TEXT BLOCK »
The reality of Sega’s virtual reality fell some way short. The biggest problem was that the onscreen graphics didn’t keep pace with the gamer’s head movements, triggering a form of motion sickness. Thomas Piantanida, then principal scientist of SRI International's Virtual Perception Program, test drove a prototype in 1993 and came up with a name for the vomit-inducing phenomenon. The headset’s graphical output, he said, lay in the “barfogenic zone”. By 1994, Sega had quietly shelved the project.
Virtual reality is back in the news this week, as Facebook has just forked out $2 billion for Oculus VR. The social media giant is betting that immersive virtual and augmented reality will become a part of people’s everyday life, which raises the question of whether the technology has managed to escape the barfogenic zone during the last 20 years.
Last year, people’s first descriptions of using the early developer versions of the Oculus Rift device didn’t augur well.
“BOOAGHHOODD THE MOTION SICKNESS,” said one Reddit user. “I couldn’t last long, I had to close my eyes a bit and take it off relatively early.”
Other Reddit users reported similar experiences. “I felt quite v-sick my first day of using it but seem to have my v-legs now.”
That was 10 months ago. In the intervening time, Oculus has made great strides in reducing – perhaps even eliminating – the motion-sickness problem.

ACTIVITY LIST »
1. Please return, word for word, the part of the virtual reality passage that opens with the words containing "Virtual reality is" and closes with "last 20 years.".
2. According to the virtual reality passage, how much did Facebook pay for Oculus VR?

EXTRACTED ENTRIES »
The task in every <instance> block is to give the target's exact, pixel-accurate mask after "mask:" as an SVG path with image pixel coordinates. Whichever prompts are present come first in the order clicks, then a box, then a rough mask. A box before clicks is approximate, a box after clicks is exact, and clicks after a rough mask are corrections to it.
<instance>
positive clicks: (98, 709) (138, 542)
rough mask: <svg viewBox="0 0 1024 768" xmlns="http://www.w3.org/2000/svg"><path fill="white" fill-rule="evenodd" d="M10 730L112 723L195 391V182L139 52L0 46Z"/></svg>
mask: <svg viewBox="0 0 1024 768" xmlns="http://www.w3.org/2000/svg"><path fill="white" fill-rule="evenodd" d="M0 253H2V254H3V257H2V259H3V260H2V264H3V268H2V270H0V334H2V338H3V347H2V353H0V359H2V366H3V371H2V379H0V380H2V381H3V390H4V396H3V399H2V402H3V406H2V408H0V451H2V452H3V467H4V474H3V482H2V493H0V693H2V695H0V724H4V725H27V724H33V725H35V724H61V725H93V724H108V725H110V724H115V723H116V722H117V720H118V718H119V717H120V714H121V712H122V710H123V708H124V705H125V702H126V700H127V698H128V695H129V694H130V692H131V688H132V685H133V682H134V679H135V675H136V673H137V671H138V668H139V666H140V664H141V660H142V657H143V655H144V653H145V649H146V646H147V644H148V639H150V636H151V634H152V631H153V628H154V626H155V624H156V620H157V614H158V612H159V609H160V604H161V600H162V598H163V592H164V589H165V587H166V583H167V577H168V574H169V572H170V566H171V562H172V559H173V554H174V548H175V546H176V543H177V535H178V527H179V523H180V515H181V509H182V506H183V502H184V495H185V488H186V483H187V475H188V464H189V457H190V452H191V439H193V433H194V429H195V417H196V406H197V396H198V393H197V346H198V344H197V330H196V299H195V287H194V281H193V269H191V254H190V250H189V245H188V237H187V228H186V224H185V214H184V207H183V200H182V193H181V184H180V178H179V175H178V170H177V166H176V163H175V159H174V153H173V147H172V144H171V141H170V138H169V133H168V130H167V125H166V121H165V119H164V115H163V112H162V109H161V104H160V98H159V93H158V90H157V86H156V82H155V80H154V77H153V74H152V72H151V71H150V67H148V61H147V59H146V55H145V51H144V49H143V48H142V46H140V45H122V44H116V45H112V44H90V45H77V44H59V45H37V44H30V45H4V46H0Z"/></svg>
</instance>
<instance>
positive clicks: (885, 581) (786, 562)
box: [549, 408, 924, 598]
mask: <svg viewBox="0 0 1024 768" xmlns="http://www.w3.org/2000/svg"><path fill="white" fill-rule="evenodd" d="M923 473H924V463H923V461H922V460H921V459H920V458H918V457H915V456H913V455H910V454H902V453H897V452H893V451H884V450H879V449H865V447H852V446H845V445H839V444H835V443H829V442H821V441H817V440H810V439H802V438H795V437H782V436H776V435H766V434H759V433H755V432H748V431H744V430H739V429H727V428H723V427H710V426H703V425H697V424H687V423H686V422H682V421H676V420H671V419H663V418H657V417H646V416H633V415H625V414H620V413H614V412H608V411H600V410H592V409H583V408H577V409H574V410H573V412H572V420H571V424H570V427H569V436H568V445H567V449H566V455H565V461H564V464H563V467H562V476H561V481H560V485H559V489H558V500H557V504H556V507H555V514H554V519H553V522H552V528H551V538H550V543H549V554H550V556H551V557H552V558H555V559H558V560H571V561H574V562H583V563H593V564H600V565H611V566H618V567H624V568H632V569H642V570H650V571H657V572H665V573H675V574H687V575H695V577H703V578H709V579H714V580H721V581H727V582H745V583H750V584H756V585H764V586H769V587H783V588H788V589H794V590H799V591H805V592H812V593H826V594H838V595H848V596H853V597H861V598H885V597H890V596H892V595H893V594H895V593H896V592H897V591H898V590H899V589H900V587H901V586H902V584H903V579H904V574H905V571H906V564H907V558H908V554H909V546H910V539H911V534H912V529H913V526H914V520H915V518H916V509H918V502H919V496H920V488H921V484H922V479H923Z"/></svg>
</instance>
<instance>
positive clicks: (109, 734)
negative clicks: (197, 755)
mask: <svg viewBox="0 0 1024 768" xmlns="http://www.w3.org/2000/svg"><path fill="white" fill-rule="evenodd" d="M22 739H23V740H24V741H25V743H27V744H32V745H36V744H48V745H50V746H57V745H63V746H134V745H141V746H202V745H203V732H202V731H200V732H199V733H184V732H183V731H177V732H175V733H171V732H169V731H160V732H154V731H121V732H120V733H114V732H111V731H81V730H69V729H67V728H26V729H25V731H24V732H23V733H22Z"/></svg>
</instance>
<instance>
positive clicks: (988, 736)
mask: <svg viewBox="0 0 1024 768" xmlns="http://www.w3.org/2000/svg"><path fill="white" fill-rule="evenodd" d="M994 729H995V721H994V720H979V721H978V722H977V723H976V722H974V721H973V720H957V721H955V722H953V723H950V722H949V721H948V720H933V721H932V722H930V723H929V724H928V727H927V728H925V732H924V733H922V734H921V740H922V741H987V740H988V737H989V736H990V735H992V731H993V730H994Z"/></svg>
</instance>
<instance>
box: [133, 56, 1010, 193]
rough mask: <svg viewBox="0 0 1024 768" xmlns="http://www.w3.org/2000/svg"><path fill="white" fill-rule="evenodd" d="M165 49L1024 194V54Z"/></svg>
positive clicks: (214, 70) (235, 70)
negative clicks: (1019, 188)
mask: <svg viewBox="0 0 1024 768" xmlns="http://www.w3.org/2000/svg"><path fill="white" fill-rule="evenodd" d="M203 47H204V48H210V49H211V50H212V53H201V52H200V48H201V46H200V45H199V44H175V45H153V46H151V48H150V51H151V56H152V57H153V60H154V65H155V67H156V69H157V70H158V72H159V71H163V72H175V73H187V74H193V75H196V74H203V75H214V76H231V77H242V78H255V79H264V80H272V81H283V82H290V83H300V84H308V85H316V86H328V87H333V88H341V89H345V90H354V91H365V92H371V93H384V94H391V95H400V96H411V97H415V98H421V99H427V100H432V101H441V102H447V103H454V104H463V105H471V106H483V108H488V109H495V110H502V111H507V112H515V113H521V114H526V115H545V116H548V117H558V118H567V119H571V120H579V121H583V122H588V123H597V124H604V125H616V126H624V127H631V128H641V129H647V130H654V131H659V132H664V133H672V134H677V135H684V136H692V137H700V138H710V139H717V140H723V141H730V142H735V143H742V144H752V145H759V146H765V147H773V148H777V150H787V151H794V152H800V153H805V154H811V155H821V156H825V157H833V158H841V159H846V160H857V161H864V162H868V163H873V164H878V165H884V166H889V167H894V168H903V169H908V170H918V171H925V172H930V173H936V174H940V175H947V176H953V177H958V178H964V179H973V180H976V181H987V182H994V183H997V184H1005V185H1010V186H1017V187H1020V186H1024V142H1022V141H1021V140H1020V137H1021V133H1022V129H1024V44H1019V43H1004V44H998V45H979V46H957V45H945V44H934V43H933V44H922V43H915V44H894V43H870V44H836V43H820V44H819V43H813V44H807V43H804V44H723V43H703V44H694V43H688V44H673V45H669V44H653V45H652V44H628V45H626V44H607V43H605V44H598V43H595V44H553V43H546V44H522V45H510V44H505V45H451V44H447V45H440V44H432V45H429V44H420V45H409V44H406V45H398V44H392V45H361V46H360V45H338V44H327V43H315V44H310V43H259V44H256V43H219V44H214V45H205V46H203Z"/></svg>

TASK-BY-TASK SOLUTIONS »
1.
Virtual reality is back in the news this week, as Facebook has just forked out $2 billion for Oculus VR. The social media giant is betting that immersive virtual and augmented reality will become a part of people’s everyday life, which raises the question of whether the technology has managed to escape the barfogenic zone during the last 20 years.

2. $2 billion.